The inverse correlation between the S&P 500 and  the US dollar is still pretty high, so the risk trades are still intact and could be driven by stocks rather than perceived global economic risk in the near-term.

October 12, 2011

Forex Market Outlook 10/12/11

This morning has started with risk appetite driving markets higher, with Dollar and Yen weakness acting as either a by-product or catalyst of the move.  Regardless of who or what is leading the charge, a sense of calm is starting to return to the markets and they looked poised for a 4th quarter rally into the end of the year.

Positive sentiment surrounding the resolution of the debt crisis has not been derailed by Slovakia delaying their vote on the EFSF expansion agreed to in principle on July 21st as the market believes that the Franco-Prussian solution which Sarkozy and Merkel have promised is coming in early November will like supercede that package.  The “Troika” has already agreed to Greece receiving the next tranche of money despite the uncertainty surrounding the vote of whether Greece has done enough to receive it, with the hope that whatever is offered in early November is enough to wipe the whole slate clean.

So the pressure is on to come up with a resolution that not only deals with the problem but is also something that is agreeable to all of the Euro zone members as well as the markets in general.  Call me skeptical but I’m not certain if such a solution exists.  Today a plan to re-capitalize European banks will be proffered which is a step in the right direction.

Meanwhile in the UK, policy-maker Posen has claimed that the BOE is prepared to ease further and the unemployment rate has ticked higher to 8.1% from 7.9% and an 8% expectation, yet the Pound is trading higher and hit our last week’s target of 1.57 vs. USD and then some.  GDP estimates came in better than expected for September calling for .5% for last month vs. .2% for the previous month.  Also to note is that even though the official unemployment rate rose, the number of new jobless claims came in lower than expected at 17.5K vs. an expected 24K.

Both the Aussie and the Kiwi are tracking higher with the former trading back above parity vs. USD.  Related home sales and price figures show that there is moderate growth, and Australian consumer confidence figures came in better than expected.  Australian employment figures are due out tomorrow.

Also adding to the risk trade is the machine orders figures that were reported by Japan that came in much better than expected, showing a monthly gain of 11% vs. an expected 3.9%.  This has helped rally the Nikkei and caused some Yen selling and tonight’s release of the BOJ meeting minutes may show how close they are to intervening in the currency which could provide for additional risk taking.

Speaking of meeting minutes, the release of the September FOMC will be out later today and will definitely show how close Bernanke and Co. are to QE3.  While he floated the idea at the JEC briefing earlier this month, it may have been in response to tanking markets and not any serious policy discussion.  If on the other hand they are close to QE3, then this could push markets higher on the free-money trade.

US corporate earnings season is upon us and was kicked off by worse than expected numbers out of Alcoa, yet the S&P 500 has rallied to above 1200.  The bar has been set so low for many of these companies that the beats should be more than the misses.

Also to note is that the Senate did not pass Obama’s “jobs bill” which was a more of political statement than a credible plan.  This means that more money is not added to the deficit and taxes are not raised in the near-term, and we are likely to have to wait for the deficit reduction committee to take action before anything gets done.

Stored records
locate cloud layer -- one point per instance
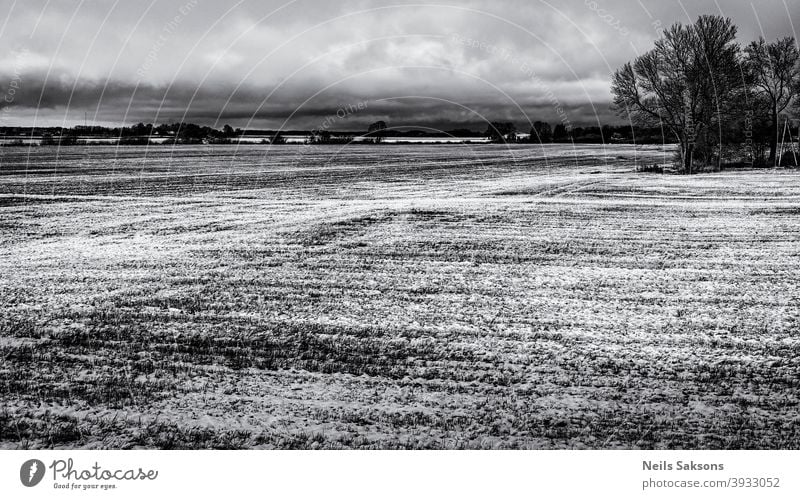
(270, 64)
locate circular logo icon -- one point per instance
(31, 472)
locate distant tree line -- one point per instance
(719, 102)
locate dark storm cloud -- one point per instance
(297, 63)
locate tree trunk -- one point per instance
(687, 158)
(773, 141)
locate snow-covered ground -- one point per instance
(469, 296)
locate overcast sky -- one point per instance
(343, 64)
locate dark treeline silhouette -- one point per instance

> **Brief 1**
List every person the forex outlook mentions by name.
> **Brief 2**
Echo the forex outlook word for word, starting at "Positive sentiment surrounding" and ending at "whole slate clean.".
You won't need the stored records for any of this work.

> **Solution 1**
Sarkozy, Merkel, Posen, Bernanke, Obama

> **Solution 2**
Positive sentiment surrounding the resolution of the debt crisis has not been derailed by Slovakia delaying their vote on the EFSF expansion agreed to in principle on July 21st as the market believes that the Franco-Prussian solution which Sarkozy and Merkel have promised is coming in early November will like supercede that package.  The “Troika” has already agreed to Greece receiving the next tranche of money despite the uncertainty surrounding the vote of whether Greece has done enough to receive it, with the hope that whatever is offered in early November is enough to wipe the whole slate clean.